Check each line of the records below and collect those holding "Task".

━━━━━━━━━━━━━━━━

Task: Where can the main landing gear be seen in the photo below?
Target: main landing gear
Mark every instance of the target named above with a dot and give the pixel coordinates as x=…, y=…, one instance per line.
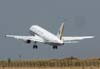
x=55, y=47
x=35, y=46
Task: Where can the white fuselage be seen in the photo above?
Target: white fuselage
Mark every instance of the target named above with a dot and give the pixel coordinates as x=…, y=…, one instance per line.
x=47, y=36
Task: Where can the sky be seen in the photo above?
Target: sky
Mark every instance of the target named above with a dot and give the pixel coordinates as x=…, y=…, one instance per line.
x=81, y=18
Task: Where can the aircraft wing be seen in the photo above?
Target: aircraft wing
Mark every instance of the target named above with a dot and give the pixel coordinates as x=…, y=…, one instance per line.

━━━━━━━━━━━━━━━━

Result of this exercise
Task: Where can the main landing gear be seen in the photo below?
Task: Where can the white fuselage be seen in the photo above?
Task: Where can the sky be seen in the photo above?
Task: Where can the aircraft wing be seen in the photo above?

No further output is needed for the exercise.